* _CONSIGNES_
A. Reproduisez sans rien changer le passage du discours sur le Grenelle qui commence par « Le secteur du » et se poursuit jusqu'à « par Nathalie KOSCIUSKO-MORIZET. ».
B. Répondez aux questions suivantes à partir du discours sur le Grenelle.
(i) Combien d'hommes et de femmes travaillent chaque jour dans le secteur des déchets ?
(ii) Quelle somme a été engagée en trois ans pour soutenir le recyclage, le tri et la récolte des déchets ?
(iii) Qui a mis le Grenelle de l'Environnement sur les rails ?
C. Rédigez la suite du discours sur le Grenelle à partir de l'endroit où il s'arrête.

* _TEXTE_
━━━

Aujourd'hui, je suis venu sur le terrain pour voir si les engagements du Grenelle sont tenus. Je voudrais remercier les salariés et le chef d'entreprise qui m'ont accueilli ce matin dans l'un des centres de tri des déchets de Séché Environnement. Et par ma présence, je voulais marquer l'importance de ce secteur, et des 130 000 hommes et femmes qui y travaillent chaque jour.
Ce secteur illustre parfaitement les transformations engagées par le Grenelle au cours des quatre dernières années. Je parle sous le contrôle de Nathalie KOSCIUSKO-MORIZET que je remercie une nouvelle fois. Jamais dans notre pays, des objectifs aussi ambitieux n'avaient été fixés, sur la réduction, sur la production de déchets, sur le recyclage des déchets. Des moyens considérables ont été mobilisés pour ce secteur des déchets et de leur recyclage. On a multiplié les moyens par 2 en 2009, on les a multipliés par 3 en 2010 et on les a multipliés par 4 en 2011. C'est un demi-milliard d'euros qui aura été engagé sur trois ans pour soutenir les initiatives de recyclage, de tri et de récolte des déchets, 520 millions d'euros en trois ans.
Le secteur du traitement des déchets a été retenu, tenez-vous bien comme l'une des filières stratégiques qui alimenteront la croissance verte de demain. Il faut arrêter de considérer qu'il y avait ceux que l'on appelait les éboueurs, c'est un secteur stratégique maintenant. Et nous avons des Investissements d'Avenir qui seront consacrés au développement de la filière du traitement des déchets. Nous nous donnons les moyens d'une véritable rupture pour développer l'ensemble d'une filière où la France compte déjà des champions industriels.
Quatre ans après, les défis qui ont nourri notre prise de conscience, les défis qui justifiaient l'urgence écologique et qui ont conduit au Grenelle de l'Environnement, qui a été mis sur les rails et je veux lui rendre hommage, par Jean-Louis BORLOO qui a fait un travail remarquable et qui est aujourd'hui incarné par Nathalie KOSCIUSKO-MORIZET.
Quel est notre constat : la perspective, c'est l'épuisement des ressources naturelles en énergie. C'est une certitude, il n'y a pas de choix. Nous les Français, nous le savons, on n'en a déjà plus, mais je parle du monde. On ne peut pas continuer à fonctionner sur un système reposant sur les énergies fossiles alors que la fin des énergies fossiles est programmée. On ne peut pas simplement dire : « notre génération pourra survivre, je me moque de la génération qui vient ». Ce n'est pas possible, et les hydrocarbures fossiles leur production atteindra un plafond historique dans les prochaines années. La mobilisation de nouveaux gisements ne fera que différer une échéance absolument inéluctable. Il faut donc préparer la société de l'après-pétrole. Nous n'avons pas le choix, c'est une certitude. Ce n'est pas une question de gauche, de droite, d'opposition et de gouvernement : l'après pétrole a commencé.

━━━

* _DONNÉES FOURNIES_
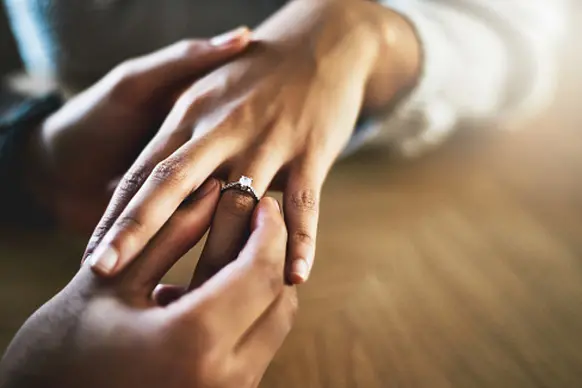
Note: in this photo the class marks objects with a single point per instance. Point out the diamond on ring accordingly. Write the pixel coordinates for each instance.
(243, 184)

━━━

* _RÉSULTATS_
A.
Le secteur du traitement des déchets a été retenu, tenez-vous bien comme l'une des filières stratégiques qui alimenteront la croissance verte de demain. Il faut arrêter de considérer qu'il y avait ceux que l'on appelait les éboueurs, c'est un secteur stratégique maintenant. Et nous avons des Investissements d'Avenir qui seront consacrés au développement de la filière du traitement des déchets. Nous nous donnons les moyens d'une véritable rupture pour développer l'ensemble d'une filière où la France compte déjà des champions industriels.
Quatre ans après, les défis qui ont nourri notre prise de conscience, les défis qui justifiaient l'urgence écologique et qui ont conduit au Grenelle de l'Environnement, qui a été mis sur les rails et je veux lui rendre hommage, par Jean-Louis BORLOO qui a fait un travail remarquable et qui est aujourd'hui incarné par Nathalie KOSCIUSKO-MORIZET.

B.
(i) 130 000 hommes et femmes.
(ii) 520 millions d'euros, soit un demi-milliard d'euros.
(iii) Jean-Louis BORLOO.

C.
Le changement climatique continue de faire sentir ses effets dramatiques. Chacun le voit dans l'actualité, comme dans l'élévation du niveau des eaux. Nos concitoyens s'inquiètent des effets de la pollution eh bien, il fallait donc mener les changements prévus dans le Grenelle pour pouvoir apporter des réponses. On a d'abord changé de méthode pour transcender les clivages anciens, pour que l'écologie devienne la préoccupation de tous. L'écologie, c'est tellement important que cela ne peut pas être le monopole d'un parti qui déléguerait en quelque sorte à un parti la préoccupation de l'environnement, alors que le parti qui se préoccupe de l'environnement ne se préoccuperait pas de l'éducation, de l'emploi, de la santé, de la culture. Cela n'a pas de sens. Cela n'a tout simplement pas de sens. Donc, nous avons essayé de mettre en place une méthode de travail qu'on appelé le dialogue à cinq : Etat, collectivités locales, syndicats, entreprises, organismes non gouvernementales, ce qu'on appelle les ONG.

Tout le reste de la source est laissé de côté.